WHAT NEEDS TO BE DONE:
Word for word, give the data again without its pictures.

DATASET EXCERPTS:
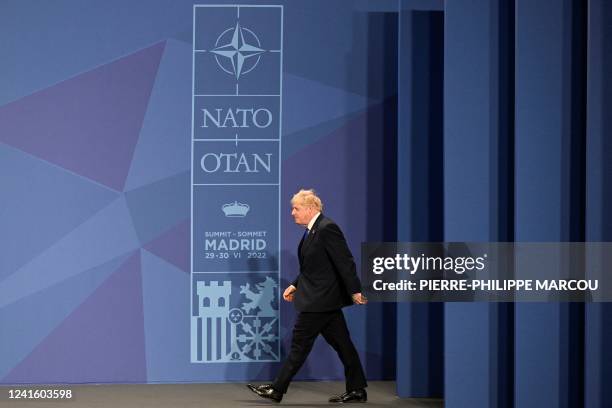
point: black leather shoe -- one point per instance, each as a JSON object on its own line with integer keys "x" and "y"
{"x": 266, "y": 391}
{"x": 254, "y": 387}
{"x": 352, "y": 396}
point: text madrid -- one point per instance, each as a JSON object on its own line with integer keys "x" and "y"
{"x": 487, "y": 285}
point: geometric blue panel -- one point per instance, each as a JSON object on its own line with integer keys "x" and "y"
{"x": 26, "y": 322}
{"x": 163, "y": 145}
{"x": 103, "y": 237}
{"x": 41, "y": 203}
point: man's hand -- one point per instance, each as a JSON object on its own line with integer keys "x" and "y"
{"x": 288, "y": 293}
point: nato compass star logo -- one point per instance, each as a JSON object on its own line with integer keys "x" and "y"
{"x": 236, "y": 49}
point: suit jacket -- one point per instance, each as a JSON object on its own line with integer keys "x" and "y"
{"x": 328, "y": 275}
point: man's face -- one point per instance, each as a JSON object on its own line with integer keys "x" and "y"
{"x": 302, "y": 214}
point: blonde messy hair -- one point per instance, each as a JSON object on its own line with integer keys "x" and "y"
{"x": 307, "y": 198}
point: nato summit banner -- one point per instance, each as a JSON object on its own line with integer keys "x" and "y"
{"x": 235, "y": 197}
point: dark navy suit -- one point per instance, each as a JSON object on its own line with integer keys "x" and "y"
{"x": 327, "y": 279}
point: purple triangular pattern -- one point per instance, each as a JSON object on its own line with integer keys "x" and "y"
{"x": 101, "y": 341}
{"x": 88, "y": 124}
{"x": 173, "y": 245}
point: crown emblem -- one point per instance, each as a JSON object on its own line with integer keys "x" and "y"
{"x": 235, "y": 209}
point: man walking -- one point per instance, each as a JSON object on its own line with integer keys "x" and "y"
{"x": 326, "y": 283}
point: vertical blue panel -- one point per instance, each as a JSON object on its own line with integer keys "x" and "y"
{"x": 420, "y": 189}
{"x": 476, "y": 162}
{"x": 598, "y": 355}
{"x": 549, "y": 190}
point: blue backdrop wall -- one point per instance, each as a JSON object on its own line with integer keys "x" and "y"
{"x": 95, "y": 140}
{"x": 416, "y": 120}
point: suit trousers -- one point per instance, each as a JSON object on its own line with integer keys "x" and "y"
{"x": 333, "y": 328}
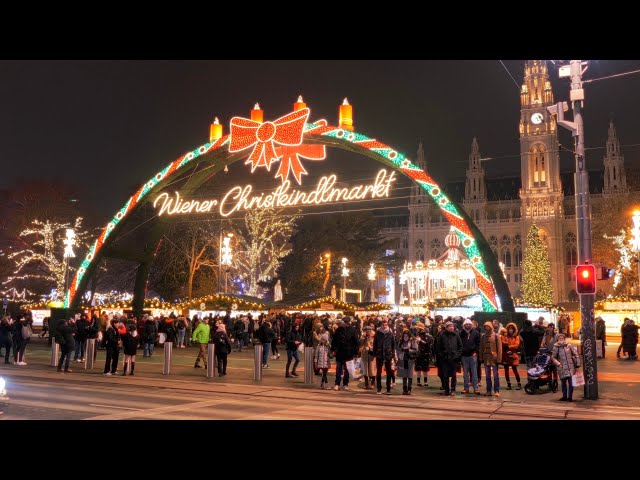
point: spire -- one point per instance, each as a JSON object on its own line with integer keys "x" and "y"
{"x": 615, "y": 179}
{"x": 536, "y": 87}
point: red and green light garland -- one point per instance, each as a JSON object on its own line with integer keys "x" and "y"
{"x": 319, "y": 128}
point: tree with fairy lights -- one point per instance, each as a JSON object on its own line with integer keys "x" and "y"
{"x": 536, "y": 271}
{"x": 262, "y": 242}
{"x": 40, "y": 265}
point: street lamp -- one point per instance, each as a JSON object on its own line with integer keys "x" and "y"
{"x": 68, "y": 253}
{"x": 345, "y": 274}
{"x": 635, "y": 240}
{"x": 372, "y": 276}
{"x": 225, "y": 257}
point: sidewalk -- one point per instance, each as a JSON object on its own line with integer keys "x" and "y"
{"x": 619, "y": 380}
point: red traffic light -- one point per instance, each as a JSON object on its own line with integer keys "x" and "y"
{"x": 586, "y": 279}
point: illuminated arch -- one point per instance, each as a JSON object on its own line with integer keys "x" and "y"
{"x": 484, "y": 264}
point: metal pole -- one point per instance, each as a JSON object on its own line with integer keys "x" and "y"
{"x": 257, "y": 362}
{"x": 88, "y": 358}
{"x": 211, "y": 360}
{"x": 308, "y": 365}
{"x": 55, "y": 353}
{"x": 583, "y": 220}
{"x": 220, "y": 262}
{"x": 168, "y": 350}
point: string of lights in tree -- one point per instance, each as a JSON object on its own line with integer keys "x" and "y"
{"x": 142, "y": 192}
{"x": 536, "y": 271}
{"x": 42, "y": 253}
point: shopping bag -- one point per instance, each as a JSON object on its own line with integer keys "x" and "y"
{"x": 351, "y": 368}
{"x": 577, "y": 379}
{"x": 357, "y": 368}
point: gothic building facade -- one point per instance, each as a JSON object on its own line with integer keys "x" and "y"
{"x": 505, "y": 208}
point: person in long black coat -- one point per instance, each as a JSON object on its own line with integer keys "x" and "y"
{"x": 130, "y": 346}
{"x": 425, "y": 344}
{"x": 630, "y": 339}
{"x": 111, "y": 342}
{"x": 64, "y": 337}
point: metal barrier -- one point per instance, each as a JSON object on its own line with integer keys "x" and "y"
{"x": 211, "y": 360}
{"x": 168, "y": 351}
{"x": 308, "y": 365}
{"x": 257, "y": 362}
{"x": 89, "y": 353}
{"x": 55, "y": 354}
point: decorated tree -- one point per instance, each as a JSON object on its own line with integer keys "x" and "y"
{"x": 40, "y": 264}
{"x": 625, "y": 279}
{"x": 536, "y": 271}
{"x": 261, "y": 242}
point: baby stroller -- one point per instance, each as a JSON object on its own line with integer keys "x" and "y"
{"x": 541, "y": 373}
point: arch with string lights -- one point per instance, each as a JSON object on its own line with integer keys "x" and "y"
{"x": 288, "y": 141}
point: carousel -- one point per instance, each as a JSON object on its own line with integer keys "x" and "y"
{"x": 447, "y": 277}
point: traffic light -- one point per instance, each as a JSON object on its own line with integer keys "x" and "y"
{"x": 607, "y": 273}
{"x": 586, "y": 279}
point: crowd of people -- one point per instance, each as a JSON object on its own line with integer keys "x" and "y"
{"x": 401, "y": 346}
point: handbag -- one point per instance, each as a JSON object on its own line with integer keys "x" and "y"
{"x": 351, "y": 368}
{"x": 577, "y": 379}
{"x": 26, "y": 331}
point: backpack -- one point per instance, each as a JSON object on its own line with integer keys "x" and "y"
{"x": 26, "y": 331}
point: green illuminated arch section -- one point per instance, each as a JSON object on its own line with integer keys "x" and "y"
{"x": 489, "y": 277}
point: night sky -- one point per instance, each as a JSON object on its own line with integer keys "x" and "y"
{"x": 107, "y": 126}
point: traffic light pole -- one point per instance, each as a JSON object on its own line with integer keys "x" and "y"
{"x": 583, "y": 219}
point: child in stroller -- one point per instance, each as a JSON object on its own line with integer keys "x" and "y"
{"x": 541, "y": 373}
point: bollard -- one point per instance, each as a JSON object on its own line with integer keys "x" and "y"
{"x": 308, "y": 365}
{"x": 257, "y": 361}
{"x": 168, "y": 349}
{"x": 55, "y": 354}
{"x": 88, "y": 356}
{"x": 211, "y": 360}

SOLUTION FOR THIS EXERCISE:
point: black leather shoe -- one point per instance, each as a JSON object on its own line with integer keys "x" and "y"
{"x": 266, "y": 391}
{"x": 254, "y": 387}
{"x": 352, "y": 396}
point: text madrid -- one point per instance, each as a JSON object on its own line with integer keys "x" and "y"
{"x": 487, "y": 285}
point: geometric blue panel -- one point per instance, each as a JSON object on its own line with integer keys "x" and "y"
{"x": 26, "y": 322}
{"x": 163, "y": 145}
{"x": 103, "y": 237}
{"x": 41, "y": 203}
point: man's hand -- one point per instance, each as a JSON object on its own line with integer keys "x" and "y"
{"x": 288, "y": 293}
point: nato compass star logo -- one point per instance, each as a JSON object on its own line with integer keys "x" and "y"
{"x": 236, "y": 49}
point: suit jacket -- one point per instance, each as a JSON object on its own line with integer keys "x" and "y"
{"x": 328, "y": 275}
point: man's face -- one point per instance, each as a JSON object on its own line with integer keys "x" and "y"
{"x": 302, "y": 214}
point: blonde messy hair -- one point per instance, each as a JSON object on its own line with integer keys "x" and "y"
{"x": 307, "y": 198}
point: nato summit banner -- one point per instance, each as a JSON object on its own line with integer keys "x" and "y"
{"x": 235, "y": 197}
point: dark navy suit -- one point per instance, each as a JSON object on its own line with integer keys "x" and "y"
{"x": 327, "y": 279}
point: purple triangular pattern -- one point per instance, each as a JSON object on its own line with integer keys "x" and "y"
{"x": 101, "y": 341}
{"x": 88, "y": 124}
{"x": 173, "y": 245}
point: crown emblem -- one point per instance, each as a JSON object on its own line with integer keys "x" and "y"
{"x": 235, "y": 209}
point: man walking -- one point per instance, each as a JSON object on its own line with integer keys "x" and "y"
{"x": 326, "y": 283}
point: vertical blue panel -- one point per instance, each as a JSON object on its own line with integer keys "x" and "y"
{"x": 420, "y": 189}
{"x": 476, "y": 162}
{"x": 598, "y": 355}
{"x": 549, "y": 190}
point: blue backdrop wall -- one point per instance, each as a JSON object on its own line with integer keys "x" and "y"
{"x": 95, "y": 140}
{"x": 416, "y": 120}
point: suit trousers -- one point per instance, each as a JSON object on its own line with integer keys "x" and "y"
{"x": 333, "y": 328}
point: spire -- one point per instance, each as a JSON object on its own line with integer keys "x" and "y"
{"x": 615, "y": 179}
{"x": 536, "y": 87}
point: red and green light garland -- one point per instance, each as a JSON object on its own line with integer keys "x" and "y"
{"x": 319, "y": 128}
point: tree with fairy lights -- one point per instance, each as a JSON object on its own line with integer keys "x" and "y"
{"x": 536, "y": 271}
{"x": 262, "y": 242}
{"x": 40, "y": 265}
point: street lamp -- one point per instance, each as a JSON object on its own line with integer keys "x" and "y"
{"x": 68, "y": 253}
{"x": 345, "y": 274}
{"x": 635, "y": 240}
{"x": 372, "y": 276}
{"x": 225, "y": 257}
point: sidewalk -- one point per instance, each as a JSON object on its own line with integer keys "x" and "y"
{"x": 619, "y": 380}
point: red traffic light -- one point per instance, each as a JSON object on its own line with integer keys "x" and "y"
{"x": 586, "y": 279}
point: illuminated arch -- one point per instance, each as a JSON object on its own line with integer keys "x" and "y"
{"x": 484, "y": 264}
point: metal pole -- one point per instance, each as a JSON object on its own line with integer keys "x" and "y"
{"x": 257, "y": 362}
{"x": 88, "y": 358}
{"x": 211, "y": 360}
{"x": 308, "y": 365}
{"x": 55, "y": 353}
{"x": 583, "y": 220}
{"x": 220, "y": 262}
{"x": 168, "y": 350}
point: string of lights in tree -- one point per instance, each as a JSON object on its own line with integer keys "x" and "y"
{"x": 142, "y": 192}
{"x": 536, "y": 271}
{"x": 42, "y": 253}
point: shopping bag -- one point per instance, each as a JSON object on its own line with integer keys "x" and "y"
{"x": 351, "y": 368}
{"x": 577, "y": 379}
{"x": 357, "y": 368}
point: gothic building facade -- one point per instance, each as a JSON object on its own line with integer keys "x" and "y"
{"x": 505, "y": 208}
point: person in long black coat -- one point per instance, each as a JSON object on its own line with integer keys "x" and "y"
{"x": 130, "y": 346}
{"x": 425, "y": 344}
{"x": 630, "y": 339}
{"x": 111, "y": 342}
{"x": 64, "y": 337}
point: metal barrier -- one point per instance, each as a JSON object on its own line with integer keys "x" and "y"
{"x": 211, "y": 360}
{"x": 168, "y": 351}
{"x": 308, "y": 365}
{"x": 257, "y": 362}
{"x": 89, "y": 353}
{"x": 55, "y": 354}
point: decorated tree -- one point per instance, each as a JSON object on its own line with integer keys "x" and "y"
{"x": 40, "y": 264}
{"x": 625, "y": 279}
{"x": 536, "y": 271}
{"x": 261, "y": 242}
point: baby stroller -- one point per instance, each as a JSON object on its own line with integer keys "x" and "y"
{"x": 541, "y": 373}
point: arch with string lights -- one point per instance, each as a JSON object on its own line with integer keys "x" and "y"
{"x": 288, "y": 141}
point: carousel -- one point per instance, each as a JSON object on its own line with integer keys "x" and "y"
{"x": 447, "y": 277}
point: traffic light -- one point per instance, each as a JSON object on its own line with integer keys "x" and "y"
{"x": 607, "y": 273}
{"x": 586, "y": 279}
point: crowd of people -- one point per instance, each as a JSON object on its own line with integer keys "x" and "y"
{"x": 401, "y": 346}
point: handbag -- one point per instance, each as a JSON object on its own line with integer keys "x" and "y"
{"x": 351, "y": 368}
{"x": 577, "y": 379}
{"x": 26, "y": 331}
point: backpack -- one point per instance, each as a JSON object on its own line with integer keys "x" and "y"
{"x": 26, "y": 331}
point: green illuminated arch section -- one point per instance, each as a JSON object on its own line with integer keys "x" and "y"
{"x": 489, "y": 277}
point: night sky -- one point per instance, each as a JSON object on its own line with integer keys "x" and "y"
{"x": 107, "y": 126}
point: traffic light pole -- one point per instance, each as a JSON object on its own line with integer keys "x" and "y"
{"x": 583, "y": 219}
point: child in stroller -- one point per instance, each as a JSON object on its own line with integer keys "x" and "y"
{"x": 541, "y": 373}
point: bollard -- one point per instance, each as a JSON object on its own line with integer keys "x" and "y"
{"x": 308, "y": 365}
{"x": 257, "y": 361}
{"x": 168, "y": 349}
{"x": 55, "y": 354}
{"x": 88, "y": 356}
{"x": 211, "y": 360}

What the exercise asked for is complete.